> _Что нужно сделать_: Укажите, на сколько человек рассчитан официальный план призыва этой осенью согласно тексту об осеннем призыве.

> _Исходный текст_:
= = = = = = =

В воскресенье стартовал очередной осенний призыв, который, как почти все кампании Министерства обороны, проводится под прекраснодушные и громкие лозунги о «выполнении плана» и наборе «необходимого контингента». Официальная риторика военных за последнее десятилетие, впрочем, претерпела одно существенное изменение: к еще советским клише, так знакомым каждому, кому не чужд military-style, добавились несколько строк о «новых вызовах, которые стоят…». «Кто на ком стоит» в данном случае, трудно понять, потому что сама невнятность концепции сводит на нет любые благие попытки генералов объяснить, чего же они на самом деле хотят от своих вооруженных сил. В том, что современная российская армия – не «рабоче-крестьянская», как ее принято именовать, а именно генеральская, понятно каждому, кто соприкасался с войсками прямо или косвенно. И дело здесь вовсе не в пресловутых газонах, которые новобранцы красят в мирный зеленый цвет. Дело в том, что отчуждение армии от общества и государства зашло столь далеко, что вернуть российским вооруженным силам легитимность сегодня может только чудо. Генералитет по известным причинам не может допустить даже самой мысли об этом чуде: нынешний status-quo удобен командованию, так как снимает с него всякую ответственность за то, что происходит в подведомственных им структурах.
Осенний призыв возвращает нас к неутешительной статистике, которая фактически оправдывает любое бездействие военных. Во-первых, количество призывников – пусть ненамного – но снижается из-за «демографической ямы», в которую попала Россия. В эту осень официальный план призыва – всего 130 тысяч человек. Два года назад Министерство обороны рекрутировало почти 200 тысяч. Во-вторых, невозможность отменить все отсрочки, которые вот уже несколько лет пытается упразднить Минобороны, объективно не позволяет призывать никого, кроме довольно узкой люмпенизированной прослойки жителей депрессивных городских окраин и еще более депрессивных сел и деревень. А это – лишь 9% от реального числа призывников. И, наконец, в-третьих, вследствие неизбежной деградации школьной медицины (которая, между прочим, оказалась выключенной из национальных проектов «Здравоохранение» и «Образование»), количество физически и умственно полноценных призывников стремится к неуловимо малой величине. Все эти факты известны давно и показательно почитаются «неисправимыми бедами», которые, как грипп, можно и не лечить: когда-нибудь сами пройдут. Системного решения армейского кризиса Министерство обороны вот уже который год предложить не в состоянии.
Но нынешний призыв, кроме всего вышеозначенного, имеет одно весьма страшное свойство: он станет последним «двухгодичным», с весны 2007 года призывать станут на полтора года, а с 2008 – и вовсе на год. Вряд ли стоит сомневаться в том, что «дедовщина», постоянно побеждаемая, но так и не побежденная, не замедлит вспыхнуть с новой силой. В 60-х, когда советская армия переходила с «трехгодички» на двухлетнее несение службы (на флоте – с четырех лет на три) и призывной контингент был не в пример лучше, и сама система наказаний работала на зависть, рецидивов «дедовщины» избежать все равно не удалось. Что уж говорить о нынешних вооруженных силах. Единственным шансом избежать невиданного кризиса «неуставных взаимоотношений» в этой ситуации становится столь долго озвучиваемое Сергеем Ивановым расширение «призывной базы» за счет окончивших вузы молодых людей. К сожалению, механизм этого «расширения» остается тайной за семью печатями, а декларации Минобороны так и остаются декларациями.

= = = = = = =

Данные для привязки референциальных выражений
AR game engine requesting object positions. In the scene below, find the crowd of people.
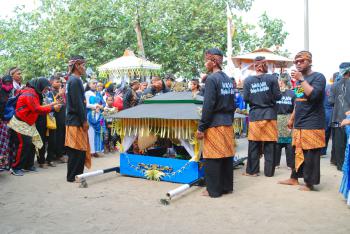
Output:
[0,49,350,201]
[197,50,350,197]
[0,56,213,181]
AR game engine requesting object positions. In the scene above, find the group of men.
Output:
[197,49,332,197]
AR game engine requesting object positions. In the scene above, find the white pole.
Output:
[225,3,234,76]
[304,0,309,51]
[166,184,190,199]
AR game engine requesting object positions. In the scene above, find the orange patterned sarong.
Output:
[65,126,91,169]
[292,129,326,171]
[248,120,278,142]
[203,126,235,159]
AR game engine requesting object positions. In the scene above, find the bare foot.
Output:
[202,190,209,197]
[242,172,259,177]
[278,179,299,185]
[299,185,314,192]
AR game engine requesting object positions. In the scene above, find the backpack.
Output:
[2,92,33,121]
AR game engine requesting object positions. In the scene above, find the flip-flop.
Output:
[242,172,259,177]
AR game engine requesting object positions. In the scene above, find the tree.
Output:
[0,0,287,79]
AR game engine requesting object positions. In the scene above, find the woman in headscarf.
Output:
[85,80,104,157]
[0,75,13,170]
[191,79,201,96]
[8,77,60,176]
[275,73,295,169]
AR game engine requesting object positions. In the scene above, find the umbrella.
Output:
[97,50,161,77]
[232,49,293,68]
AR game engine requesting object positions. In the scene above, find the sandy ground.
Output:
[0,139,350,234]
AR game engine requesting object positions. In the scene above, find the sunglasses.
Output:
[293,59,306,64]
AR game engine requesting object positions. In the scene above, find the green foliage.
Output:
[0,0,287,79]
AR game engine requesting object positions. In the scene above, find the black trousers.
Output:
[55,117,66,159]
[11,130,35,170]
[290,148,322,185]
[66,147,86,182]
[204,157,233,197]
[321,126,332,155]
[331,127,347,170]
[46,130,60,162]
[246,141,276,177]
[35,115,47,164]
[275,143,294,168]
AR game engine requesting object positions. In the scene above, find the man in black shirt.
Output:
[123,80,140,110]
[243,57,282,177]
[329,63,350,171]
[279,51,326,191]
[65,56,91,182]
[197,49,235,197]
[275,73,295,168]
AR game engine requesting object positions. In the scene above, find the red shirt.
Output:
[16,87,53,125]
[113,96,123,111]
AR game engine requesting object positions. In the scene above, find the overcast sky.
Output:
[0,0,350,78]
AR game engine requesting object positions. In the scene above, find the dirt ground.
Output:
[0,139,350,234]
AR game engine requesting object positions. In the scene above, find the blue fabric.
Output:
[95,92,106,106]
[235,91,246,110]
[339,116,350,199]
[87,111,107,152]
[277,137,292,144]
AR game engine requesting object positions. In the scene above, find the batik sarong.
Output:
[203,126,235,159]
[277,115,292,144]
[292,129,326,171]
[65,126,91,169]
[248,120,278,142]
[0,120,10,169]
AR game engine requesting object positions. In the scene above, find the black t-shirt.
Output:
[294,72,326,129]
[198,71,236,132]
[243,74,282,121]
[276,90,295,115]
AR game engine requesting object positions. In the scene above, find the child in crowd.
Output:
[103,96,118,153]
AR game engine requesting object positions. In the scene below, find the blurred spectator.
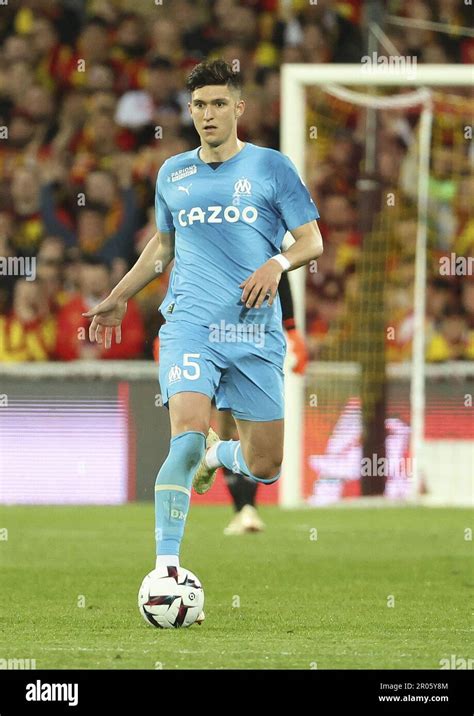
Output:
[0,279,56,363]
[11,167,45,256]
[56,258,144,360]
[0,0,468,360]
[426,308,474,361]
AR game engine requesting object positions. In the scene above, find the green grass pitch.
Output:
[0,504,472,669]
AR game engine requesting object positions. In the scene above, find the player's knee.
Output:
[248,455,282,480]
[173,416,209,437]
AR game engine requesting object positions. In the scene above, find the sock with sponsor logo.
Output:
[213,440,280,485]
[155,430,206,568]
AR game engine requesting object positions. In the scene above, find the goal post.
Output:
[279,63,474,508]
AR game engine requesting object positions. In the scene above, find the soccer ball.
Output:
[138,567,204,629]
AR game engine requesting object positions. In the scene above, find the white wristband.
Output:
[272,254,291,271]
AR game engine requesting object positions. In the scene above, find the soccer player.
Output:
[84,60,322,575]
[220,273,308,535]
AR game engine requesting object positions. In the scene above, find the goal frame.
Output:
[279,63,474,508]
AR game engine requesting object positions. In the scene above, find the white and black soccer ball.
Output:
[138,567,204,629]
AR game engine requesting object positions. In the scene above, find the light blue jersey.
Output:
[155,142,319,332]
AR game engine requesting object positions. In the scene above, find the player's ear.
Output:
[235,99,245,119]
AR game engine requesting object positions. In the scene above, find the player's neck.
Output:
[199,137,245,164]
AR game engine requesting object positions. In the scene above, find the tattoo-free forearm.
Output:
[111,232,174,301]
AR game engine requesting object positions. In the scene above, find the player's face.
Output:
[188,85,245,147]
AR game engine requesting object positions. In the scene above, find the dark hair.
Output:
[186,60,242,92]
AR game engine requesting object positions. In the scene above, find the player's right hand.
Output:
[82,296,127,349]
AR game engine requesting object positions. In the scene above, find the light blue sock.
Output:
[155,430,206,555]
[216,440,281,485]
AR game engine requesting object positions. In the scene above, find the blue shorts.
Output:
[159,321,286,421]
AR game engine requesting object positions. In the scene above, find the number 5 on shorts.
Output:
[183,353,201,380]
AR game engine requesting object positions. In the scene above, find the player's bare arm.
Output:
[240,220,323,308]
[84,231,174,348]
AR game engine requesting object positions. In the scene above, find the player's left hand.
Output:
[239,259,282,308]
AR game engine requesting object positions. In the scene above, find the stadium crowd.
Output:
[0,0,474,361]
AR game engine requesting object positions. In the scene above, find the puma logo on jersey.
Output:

= = = = = = =

> _Ожидаемый ответ_: 130 тысяч человек.